*Exercise instructions*
1. From the "Early life and career" section of the Woodrow Wilson biography below, list every four-digit year it mentions.
2. Decide whether each statement agrees with the Woodrow Wilson biography below, and support each yes or no with the deciding words quoted from it: (a) Wilson worked at the American Potash and Chemical Company for thirty-eight years. (b) Wilson belonged to the Democratic Party. (c) Wilson moved to Las Vegas in 1951.
3. Write the next part of the Woodrow Wilson biography below, starting after its last sentence.

*Quoted passage*
▬▬▬▬▬▬▬▬▬▬

Member of the Nevada Assembly from the 4th district
- In office 1966–1972

Member of the Clark County Commission
- In office 1980–1984

Personal details
- Born: August 28, 1915 Morton, Mississippi, US
- Died: December 15, 1999 (aged 84) Winchester, Nevada, US
- Party: Republican
- Occupation: Politician, banker

= Woodrow Wilson (Nevada politician) =

American politician from Nevada (1915–1999)

Woodrow Wilson (August 28, 1915 – December 25, 1999) was an American politician and banker who was the first African American to serve in the Nevada Assembly. A Republican, he served from 1966 to 1972 representing part of Clark County, Nevada. He later served on the Clark County Commission.

== Early life and career ==
Wilson was born in Morton, Mississippi, in 1915. He graduated from Piney Woods Country Life School in Mississippi in 1934 and, after several years as an itinerant laborer in Arizona and Chicago, moved to Las Vegas in 1942. There he obtained employment at the American Potash and Chemical Company, where he worked for thirty-eight years, retiring as a foreman. In 1951 he co-founded Westside Federal Credit Union to provide loans and credit to African Americans and other minorities in Clark County, serving as the credit union's treasurer-manager for 42 years and remaining on its board of directors until his death.

== Political career ==
During the 1950s, WIlson became active in civic affairs and the civil rights movement. He served as president and board member of the Las Vegas chapter of the NAACP and went on to chair the state advisory committee for the United States Commission on Civil Rights in 1957.

▬▬▬▬▬▬▬▬▬▬

*Dataset content*

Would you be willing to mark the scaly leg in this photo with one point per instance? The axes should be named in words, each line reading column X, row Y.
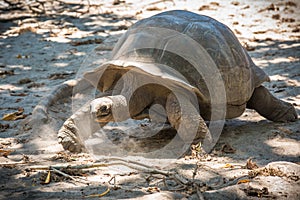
column 270, row 107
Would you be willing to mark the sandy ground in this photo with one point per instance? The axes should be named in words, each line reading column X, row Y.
column 45, row 44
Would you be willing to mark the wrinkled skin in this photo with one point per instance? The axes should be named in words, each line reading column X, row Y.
column 242, row 81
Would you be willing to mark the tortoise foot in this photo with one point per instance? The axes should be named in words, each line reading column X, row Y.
column 68, row 137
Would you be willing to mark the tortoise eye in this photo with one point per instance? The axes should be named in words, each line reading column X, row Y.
column 103, row 109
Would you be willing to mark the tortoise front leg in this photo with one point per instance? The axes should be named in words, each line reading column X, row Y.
column 270, row 107
column 81, row 122
column 185, row 118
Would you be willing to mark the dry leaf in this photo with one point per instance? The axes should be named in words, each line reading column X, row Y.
column 15, row 115
column 243, row 181
column 228, row 165
column 250, row 164
column 227, row 148
column 48, row 178
column 5, row 153
column 153, row 189
column 99, row 195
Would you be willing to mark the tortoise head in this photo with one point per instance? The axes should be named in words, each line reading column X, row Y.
column 101, row 109
column 108, row 109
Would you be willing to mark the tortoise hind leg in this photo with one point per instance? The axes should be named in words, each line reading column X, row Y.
column 270, row 107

▬▬▬▬▬▬▬▬▬▬

*Final answers*
1. 1915, 1934, 1942, 1951

2.
(a) Yes: "where he worked for thirty-eight years, retiring as a foreman"
(b) No: "A Republican, he served from 1966 to 1972"
(c) No: "moved to Las Vegas in 1942"

3.
Despite being a Republican in the heavily Democratic House 4th district, Wilson was elected to the Nevada Assembly in 1966 and served three terms through 1972. He was the first African American to serve in the Nevada Legislature. As a member of the Assembly's education, civil defense, veterans affairs, and social welfare committees, he was instrumental in enacting the Nevada Fair Housing Act in 1971, along with bills to mandate fair employment practices and improve vocational education and workers' compensation. He also championed economic development and served as vice chair of the Clark County Economic Opportunity Board. In 1979, he was appointed to the Nevada Equal Rights Commission and went on to serve as chair.

In 1980, Wilson was elected to the Clark County Commission, becoming the second Black man to serve on the commission.

== Criminal conviction ==
Wilson resigned from the Clark County Commission in 1984 after his conviction on federal corruption charges stemming from an FBI sting operation called Operation Yobo, which also enshared a second Clark County commissioner and two state senators. Wilson pleaded guilty to accepting a $5,000 bribe from an FBI agent posing as an investor seeking Wilson's commission vote on a zoning change. Wilson received a two-year suspended sentence and three years' probation but spent no time in prison. He remained a respected figure within the Black community, and his supporters contended that the FBI sting amounted to an entrapment scheme. Wilson continued to work for the Westside Federal Credit Union until his retirement in 1993.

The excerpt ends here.